§ **Recorded information**:

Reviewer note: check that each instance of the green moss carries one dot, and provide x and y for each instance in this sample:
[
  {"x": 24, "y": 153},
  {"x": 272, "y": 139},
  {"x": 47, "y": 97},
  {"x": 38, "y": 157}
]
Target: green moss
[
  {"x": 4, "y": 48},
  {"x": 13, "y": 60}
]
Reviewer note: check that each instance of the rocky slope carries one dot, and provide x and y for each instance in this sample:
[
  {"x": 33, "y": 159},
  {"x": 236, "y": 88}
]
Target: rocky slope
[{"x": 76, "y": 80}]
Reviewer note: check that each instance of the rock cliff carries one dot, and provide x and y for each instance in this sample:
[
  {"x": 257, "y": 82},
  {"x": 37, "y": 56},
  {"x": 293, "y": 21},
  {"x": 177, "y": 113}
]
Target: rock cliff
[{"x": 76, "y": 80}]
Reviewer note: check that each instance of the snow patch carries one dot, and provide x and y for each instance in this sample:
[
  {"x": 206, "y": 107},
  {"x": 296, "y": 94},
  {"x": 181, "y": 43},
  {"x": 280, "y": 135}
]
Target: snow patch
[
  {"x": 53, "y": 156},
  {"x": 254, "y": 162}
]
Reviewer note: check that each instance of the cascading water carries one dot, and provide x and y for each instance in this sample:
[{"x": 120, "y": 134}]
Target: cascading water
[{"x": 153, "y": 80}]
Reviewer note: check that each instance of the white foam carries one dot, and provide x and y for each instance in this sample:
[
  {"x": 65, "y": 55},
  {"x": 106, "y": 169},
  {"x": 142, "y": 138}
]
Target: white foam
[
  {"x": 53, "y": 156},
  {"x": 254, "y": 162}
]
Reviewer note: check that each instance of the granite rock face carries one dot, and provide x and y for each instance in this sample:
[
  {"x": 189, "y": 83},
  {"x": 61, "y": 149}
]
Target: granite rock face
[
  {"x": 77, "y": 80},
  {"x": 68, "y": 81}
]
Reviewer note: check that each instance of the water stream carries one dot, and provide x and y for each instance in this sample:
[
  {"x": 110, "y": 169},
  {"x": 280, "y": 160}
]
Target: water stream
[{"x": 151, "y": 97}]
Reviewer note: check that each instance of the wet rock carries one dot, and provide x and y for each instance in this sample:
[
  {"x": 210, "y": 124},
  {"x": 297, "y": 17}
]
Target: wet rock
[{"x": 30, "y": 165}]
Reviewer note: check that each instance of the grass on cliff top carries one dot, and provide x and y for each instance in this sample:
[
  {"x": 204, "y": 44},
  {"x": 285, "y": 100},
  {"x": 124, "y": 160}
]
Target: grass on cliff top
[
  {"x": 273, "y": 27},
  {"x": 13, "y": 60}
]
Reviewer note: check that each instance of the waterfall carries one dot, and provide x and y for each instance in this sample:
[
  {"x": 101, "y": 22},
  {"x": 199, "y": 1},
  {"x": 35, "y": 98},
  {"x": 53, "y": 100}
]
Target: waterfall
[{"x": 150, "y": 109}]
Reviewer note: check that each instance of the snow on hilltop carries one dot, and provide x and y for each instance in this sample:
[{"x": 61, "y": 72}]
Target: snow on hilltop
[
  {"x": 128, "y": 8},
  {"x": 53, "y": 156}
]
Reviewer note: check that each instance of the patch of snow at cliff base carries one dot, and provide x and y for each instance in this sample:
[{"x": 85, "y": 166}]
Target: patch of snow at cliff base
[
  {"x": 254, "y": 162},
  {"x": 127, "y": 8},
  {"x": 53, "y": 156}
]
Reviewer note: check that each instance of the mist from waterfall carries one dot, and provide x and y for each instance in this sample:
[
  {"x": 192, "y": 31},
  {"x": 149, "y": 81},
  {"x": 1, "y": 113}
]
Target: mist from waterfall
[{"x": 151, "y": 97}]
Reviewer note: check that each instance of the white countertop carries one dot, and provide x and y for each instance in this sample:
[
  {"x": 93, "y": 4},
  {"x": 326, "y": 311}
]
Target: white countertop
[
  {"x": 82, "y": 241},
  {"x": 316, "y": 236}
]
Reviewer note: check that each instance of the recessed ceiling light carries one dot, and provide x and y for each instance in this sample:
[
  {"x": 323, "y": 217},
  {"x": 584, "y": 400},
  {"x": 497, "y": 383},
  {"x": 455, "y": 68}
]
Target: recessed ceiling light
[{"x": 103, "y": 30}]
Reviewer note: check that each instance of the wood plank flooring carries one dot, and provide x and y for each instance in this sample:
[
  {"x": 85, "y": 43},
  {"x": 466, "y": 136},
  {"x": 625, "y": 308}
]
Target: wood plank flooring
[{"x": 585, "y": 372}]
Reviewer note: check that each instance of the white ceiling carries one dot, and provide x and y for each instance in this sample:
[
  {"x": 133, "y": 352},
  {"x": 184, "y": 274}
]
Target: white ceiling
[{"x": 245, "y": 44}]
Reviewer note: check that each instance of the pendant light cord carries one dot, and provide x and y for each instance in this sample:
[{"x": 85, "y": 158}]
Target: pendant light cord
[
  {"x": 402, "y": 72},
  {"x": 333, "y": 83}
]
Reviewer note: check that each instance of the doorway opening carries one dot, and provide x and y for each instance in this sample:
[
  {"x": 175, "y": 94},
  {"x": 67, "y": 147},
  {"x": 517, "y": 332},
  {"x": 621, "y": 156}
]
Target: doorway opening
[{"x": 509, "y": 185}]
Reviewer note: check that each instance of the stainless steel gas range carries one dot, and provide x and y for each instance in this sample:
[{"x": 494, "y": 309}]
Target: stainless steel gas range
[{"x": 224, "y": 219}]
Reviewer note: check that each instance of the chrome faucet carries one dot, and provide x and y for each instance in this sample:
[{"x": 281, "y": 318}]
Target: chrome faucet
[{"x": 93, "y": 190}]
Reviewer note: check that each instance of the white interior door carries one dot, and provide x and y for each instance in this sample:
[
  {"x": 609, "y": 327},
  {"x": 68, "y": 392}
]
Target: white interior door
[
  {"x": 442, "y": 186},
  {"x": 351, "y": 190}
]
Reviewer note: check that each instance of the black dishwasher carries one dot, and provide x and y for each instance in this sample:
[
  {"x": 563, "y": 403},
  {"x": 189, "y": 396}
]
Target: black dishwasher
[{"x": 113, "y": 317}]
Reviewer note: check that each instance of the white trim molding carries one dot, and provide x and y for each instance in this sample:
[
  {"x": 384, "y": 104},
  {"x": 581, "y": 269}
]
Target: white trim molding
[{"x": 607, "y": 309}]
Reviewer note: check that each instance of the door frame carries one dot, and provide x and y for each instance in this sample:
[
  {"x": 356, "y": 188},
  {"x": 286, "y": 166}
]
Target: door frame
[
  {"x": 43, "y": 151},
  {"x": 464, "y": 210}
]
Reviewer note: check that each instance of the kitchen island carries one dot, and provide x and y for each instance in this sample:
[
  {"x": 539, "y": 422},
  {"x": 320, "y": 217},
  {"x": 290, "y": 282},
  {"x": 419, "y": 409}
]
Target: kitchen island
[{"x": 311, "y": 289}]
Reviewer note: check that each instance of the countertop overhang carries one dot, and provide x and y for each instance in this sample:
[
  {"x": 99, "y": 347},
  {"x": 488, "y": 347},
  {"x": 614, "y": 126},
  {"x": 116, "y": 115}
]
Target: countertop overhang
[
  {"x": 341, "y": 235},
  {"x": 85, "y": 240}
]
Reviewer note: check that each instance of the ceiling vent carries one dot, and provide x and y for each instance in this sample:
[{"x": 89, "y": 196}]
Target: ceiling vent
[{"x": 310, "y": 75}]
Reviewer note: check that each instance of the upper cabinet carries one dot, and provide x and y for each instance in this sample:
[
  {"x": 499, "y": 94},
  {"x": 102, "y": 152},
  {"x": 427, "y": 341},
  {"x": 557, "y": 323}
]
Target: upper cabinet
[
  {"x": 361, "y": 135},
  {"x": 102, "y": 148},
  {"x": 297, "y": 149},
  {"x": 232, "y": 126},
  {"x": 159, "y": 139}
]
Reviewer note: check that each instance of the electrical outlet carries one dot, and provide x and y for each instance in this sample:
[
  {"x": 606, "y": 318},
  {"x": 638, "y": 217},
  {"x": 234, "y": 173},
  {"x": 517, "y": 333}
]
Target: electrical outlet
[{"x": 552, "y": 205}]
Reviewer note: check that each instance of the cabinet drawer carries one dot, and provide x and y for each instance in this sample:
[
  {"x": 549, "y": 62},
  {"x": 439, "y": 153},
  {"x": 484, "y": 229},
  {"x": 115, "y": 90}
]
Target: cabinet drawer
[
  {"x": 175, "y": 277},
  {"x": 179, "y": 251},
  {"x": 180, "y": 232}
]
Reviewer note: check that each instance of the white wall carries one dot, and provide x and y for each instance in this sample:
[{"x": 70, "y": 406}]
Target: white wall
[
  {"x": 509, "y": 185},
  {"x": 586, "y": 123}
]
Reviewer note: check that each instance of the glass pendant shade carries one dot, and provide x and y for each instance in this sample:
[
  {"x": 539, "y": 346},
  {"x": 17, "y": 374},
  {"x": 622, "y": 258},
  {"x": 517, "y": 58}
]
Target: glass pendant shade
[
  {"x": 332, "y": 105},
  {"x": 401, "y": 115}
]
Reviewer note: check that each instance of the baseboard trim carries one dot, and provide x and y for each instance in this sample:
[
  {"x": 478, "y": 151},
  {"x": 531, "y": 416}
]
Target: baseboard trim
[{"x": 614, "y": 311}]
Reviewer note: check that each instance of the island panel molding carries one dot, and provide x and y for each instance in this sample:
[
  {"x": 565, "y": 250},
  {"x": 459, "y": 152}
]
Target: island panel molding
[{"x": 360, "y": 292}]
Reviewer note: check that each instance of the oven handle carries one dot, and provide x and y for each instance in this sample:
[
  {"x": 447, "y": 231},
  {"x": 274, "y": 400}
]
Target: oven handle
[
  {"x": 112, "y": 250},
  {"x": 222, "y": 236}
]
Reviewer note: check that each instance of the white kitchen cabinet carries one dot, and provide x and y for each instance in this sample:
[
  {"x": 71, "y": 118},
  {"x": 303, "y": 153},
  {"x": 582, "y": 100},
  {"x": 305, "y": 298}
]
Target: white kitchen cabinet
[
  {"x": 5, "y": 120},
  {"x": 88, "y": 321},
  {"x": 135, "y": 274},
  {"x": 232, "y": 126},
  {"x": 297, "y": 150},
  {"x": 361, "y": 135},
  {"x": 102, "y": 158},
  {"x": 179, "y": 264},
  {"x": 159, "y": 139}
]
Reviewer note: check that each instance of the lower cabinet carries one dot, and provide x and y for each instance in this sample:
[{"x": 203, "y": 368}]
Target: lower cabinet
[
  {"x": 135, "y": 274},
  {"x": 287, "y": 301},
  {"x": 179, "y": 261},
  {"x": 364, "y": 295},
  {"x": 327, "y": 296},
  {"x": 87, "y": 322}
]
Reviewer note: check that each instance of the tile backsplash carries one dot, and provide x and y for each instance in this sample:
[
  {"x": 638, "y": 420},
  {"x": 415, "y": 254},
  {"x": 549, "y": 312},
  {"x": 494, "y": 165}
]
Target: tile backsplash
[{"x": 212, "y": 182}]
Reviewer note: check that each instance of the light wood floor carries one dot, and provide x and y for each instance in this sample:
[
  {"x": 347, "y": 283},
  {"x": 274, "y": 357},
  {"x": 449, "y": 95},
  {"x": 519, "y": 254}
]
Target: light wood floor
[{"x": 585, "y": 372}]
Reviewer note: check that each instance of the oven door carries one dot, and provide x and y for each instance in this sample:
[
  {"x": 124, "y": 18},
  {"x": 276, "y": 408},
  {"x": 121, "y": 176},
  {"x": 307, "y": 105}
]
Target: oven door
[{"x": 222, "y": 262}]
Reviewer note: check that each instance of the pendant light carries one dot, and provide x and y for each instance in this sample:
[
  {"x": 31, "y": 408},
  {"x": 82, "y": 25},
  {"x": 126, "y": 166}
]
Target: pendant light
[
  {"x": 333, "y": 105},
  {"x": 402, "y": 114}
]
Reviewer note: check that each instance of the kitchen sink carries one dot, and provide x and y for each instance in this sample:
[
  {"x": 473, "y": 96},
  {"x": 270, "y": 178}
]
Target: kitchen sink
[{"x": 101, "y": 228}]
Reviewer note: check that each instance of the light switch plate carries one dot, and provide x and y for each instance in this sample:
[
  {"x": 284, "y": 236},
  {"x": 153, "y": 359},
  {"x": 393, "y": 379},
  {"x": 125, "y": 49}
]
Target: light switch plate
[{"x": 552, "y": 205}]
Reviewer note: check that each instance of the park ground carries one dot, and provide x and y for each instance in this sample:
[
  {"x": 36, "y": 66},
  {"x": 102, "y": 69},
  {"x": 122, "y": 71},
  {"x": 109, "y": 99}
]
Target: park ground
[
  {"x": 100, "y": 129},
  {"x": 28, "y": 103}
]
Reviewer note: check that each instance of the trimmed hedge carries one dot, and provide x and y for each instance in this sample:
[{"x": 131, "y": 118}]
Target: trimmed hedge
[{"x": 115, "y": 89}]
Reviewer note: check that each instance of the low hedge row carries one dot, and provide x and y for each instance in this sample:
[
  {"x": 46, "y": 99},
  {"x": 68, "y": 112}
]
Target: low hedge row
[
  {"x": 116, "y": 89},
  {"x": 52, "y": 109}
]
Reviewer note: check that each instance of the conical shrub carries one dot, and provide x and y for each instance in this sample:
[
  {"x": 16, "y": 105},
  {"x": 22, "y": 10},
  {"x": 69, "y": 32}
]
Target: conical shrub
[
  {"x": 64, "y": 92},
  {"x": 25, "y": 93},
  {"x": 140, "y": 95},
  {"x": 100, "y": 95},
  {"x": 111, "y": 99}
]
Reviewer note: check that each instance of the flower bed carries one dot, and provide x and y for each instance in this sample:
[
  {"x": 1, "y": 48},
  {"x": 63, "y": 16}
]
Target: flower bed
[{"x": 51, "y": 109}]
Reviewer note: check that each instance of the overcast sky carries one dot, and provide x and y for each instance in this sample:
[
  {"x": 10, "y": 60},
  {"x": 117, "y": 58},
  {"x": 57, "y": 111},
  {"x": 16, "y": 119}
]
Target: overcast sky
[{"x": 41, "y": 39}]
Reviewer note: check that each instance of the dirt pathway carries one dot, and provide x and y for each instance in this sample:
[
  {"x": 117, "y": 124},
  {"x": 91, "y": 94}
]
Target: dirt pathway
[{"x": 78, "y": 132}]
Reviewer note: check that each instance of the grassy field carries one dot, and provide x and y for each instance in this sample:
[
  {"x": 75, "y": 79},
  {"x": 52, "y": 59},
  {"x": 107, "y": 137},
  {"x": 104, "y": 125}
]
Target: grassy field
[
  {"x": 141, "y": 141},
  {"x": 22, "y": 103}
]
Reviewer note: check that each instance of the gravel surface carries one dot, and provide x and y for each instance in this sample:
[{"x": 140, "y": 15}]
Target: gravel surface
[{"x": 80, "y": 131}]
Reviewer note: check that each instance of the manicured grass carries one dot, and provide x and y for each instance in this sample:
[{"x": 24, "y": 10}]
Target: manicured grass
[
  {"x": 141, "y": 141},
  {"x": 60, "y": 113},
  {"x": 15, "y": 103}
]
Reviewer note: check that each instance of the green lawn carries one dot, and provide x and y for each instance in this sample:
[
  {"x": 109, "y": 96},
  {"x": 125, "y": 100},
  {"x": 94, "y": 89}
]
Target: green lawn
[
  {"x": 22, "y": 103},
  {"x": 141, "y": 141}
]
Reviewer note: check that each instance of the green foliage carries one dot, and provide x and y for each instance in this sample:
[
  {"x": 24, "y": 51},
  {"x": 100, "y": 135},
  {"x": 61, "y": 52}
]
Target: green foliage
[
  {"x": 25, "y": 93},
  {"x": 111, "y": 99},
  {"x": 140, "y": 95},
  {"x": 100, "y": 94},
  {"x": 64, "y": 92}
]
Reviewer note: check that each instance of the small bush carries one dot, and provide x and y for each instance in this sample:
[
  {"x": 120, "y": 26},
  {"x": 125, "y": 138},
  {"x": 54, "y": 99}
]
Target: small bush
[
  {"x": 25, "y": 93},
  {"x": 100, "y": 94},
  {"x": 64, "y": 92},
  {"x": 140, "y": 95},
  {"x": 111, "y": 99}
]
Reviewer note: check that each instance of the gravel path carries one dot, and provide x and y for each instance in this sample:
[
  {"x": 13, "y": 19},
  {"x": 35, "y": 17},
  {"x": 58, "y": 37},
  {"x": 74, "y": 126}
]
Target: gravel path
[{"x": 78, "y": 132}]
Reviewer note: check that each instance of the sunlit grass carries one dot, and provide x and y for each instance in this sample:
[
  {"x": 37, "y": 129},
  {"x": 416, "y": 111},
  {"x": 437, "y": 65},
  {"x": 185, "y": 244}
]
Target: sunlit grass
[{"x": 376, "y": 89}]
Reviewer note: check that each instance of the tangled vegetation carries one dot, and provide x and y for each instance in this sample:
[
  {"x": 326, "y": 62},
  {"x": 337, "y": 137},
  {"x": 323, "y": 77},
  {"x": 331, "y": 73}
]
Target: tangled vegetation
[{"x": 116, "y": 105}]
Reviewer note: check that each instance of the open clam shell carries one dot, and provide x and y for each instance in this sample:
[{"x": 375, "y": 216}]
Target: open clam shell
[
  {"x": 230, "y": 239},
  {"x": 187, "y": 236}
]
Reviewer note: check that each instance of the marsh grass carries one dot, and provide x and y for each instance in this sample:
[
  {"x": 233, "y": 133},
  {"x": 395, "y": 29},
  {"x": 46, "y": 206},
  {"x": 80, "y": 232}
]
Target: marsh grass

§ **Exercise aim**: Find the string "marsh" in the material above. Then copy each line that has it.

§ **Result below**:
Reviewer note: check that each instance of the marsh grass carries one dot, and provide x and y for each instance in this sample:
Target: marsh grass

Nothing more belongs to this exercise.